[Opening DOCUMENT SEGMENT section]

Those variables include the number of positive cases, availability of testing and staffing, amount of available quarantine space, capacity of the Southwestern Vermont Medical Center, and students’ compliance with a “Commitment of Shared Responsibility,” which all college community members are required to sign.
Based on those factors, the college could reduce its hours, close spaces, change operating procedure, restrict travel and quarantine specific student houses.
Oceana Wilson, dean of the college and head of its Covid-19 task force, said the college can also transition to a fully remote system during the semester if in-person classes become impossible.
“One thing we’ve realized as a group is that it’s not a simple equation, like, ‘These three things add up,’” Wilson said Wednesday. “It’s a bit more nuanced. There are certainly very clear, high-concern thresholds that would move us in the direction of adding some of those measures.”
Organic chemistry professor Amber Hancock feels confident about the semester.
“I, personally, feel excited about seeing students again and reassured that the College is being very thoughtful and thorough in planning our reopening for fall,” she wrote in an email.
Labs have been open since July as students have completed coursework for a one-year post-baccalaureate program. Those labs went smoothly, Hancock said, and she expects the same from the coming semester.
“We’ll be adding social distancing, mask wearing, combined with face shields and other safety features; but otherwise, I see the labs looking fairly similar to how they did before,” she wrote. “Most importantly, the labs will feel similar to our students.”
So far, Bennington residents have not publicly expressed concerns about the college reopening. Asked if residents had contacted him about reopening, town manager Stuart Hurd said, “Not a thing.”
KJ Brower, owner of Marigold Kitchen Pizza, located near campus, said the college students have made up a third of his business in past years, but local support made up for that loss during the spring.
In anticipation of the coming semester, Brower said he’s already set up a delivery system with the college.
“I know Bennington College is one of those colleges that usually looks into this stuff,” he said. “I think, right off the bat, they’d be doing the right thing.”
In a 20-minute presentation to the Bennington selectboard earlier this month, Walker and Wilson walked through preparations the college has taken to prevent the spread of the virus.
“I’m here because I know that the Bennington community and Bennington College are deeply intertwined and mutually interdependent, and there is a magical and historical bond between the two,” said Walker, who at that point had been president for a week.
The college will provide limited shuttle service into the community, and locals will be allowed to walk trails on campus as long as they wear a mask. Buildings that are typically open to the public, such as the gallery and library, will be closed to public access this fall.

[Closing DOCUMENT SEGMENT section]
[Opening EXTRACTED MATERIAL section]

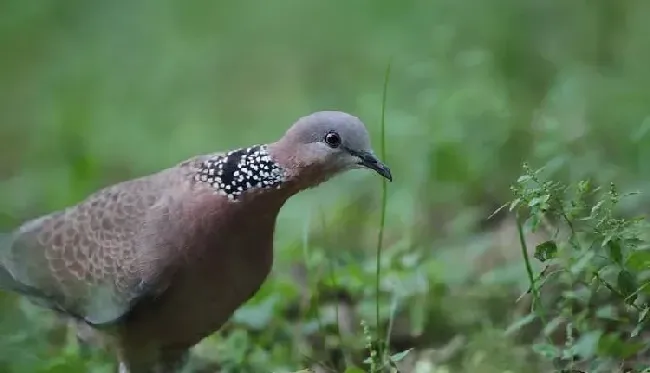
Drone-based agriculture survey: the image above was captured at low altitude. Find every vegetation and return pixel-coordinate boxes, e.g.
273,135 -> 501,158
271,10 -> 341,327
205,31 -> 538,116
0,0 -> 650,373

[Closing EXTRACTED MATERIAL section]

YOUR TASK: Translate this sentence from the text about Bennington College's fall reopening into Spanish: "In anticipation of the coming semester, Brower said he’s already set up a delivery system with the college." The records have no connection to the text about Bennington College's fall reopening.

SOLUTION: En previsión del próximo semestre, Brower dijo que ya ha establecido un sistema de entregas con la universidad.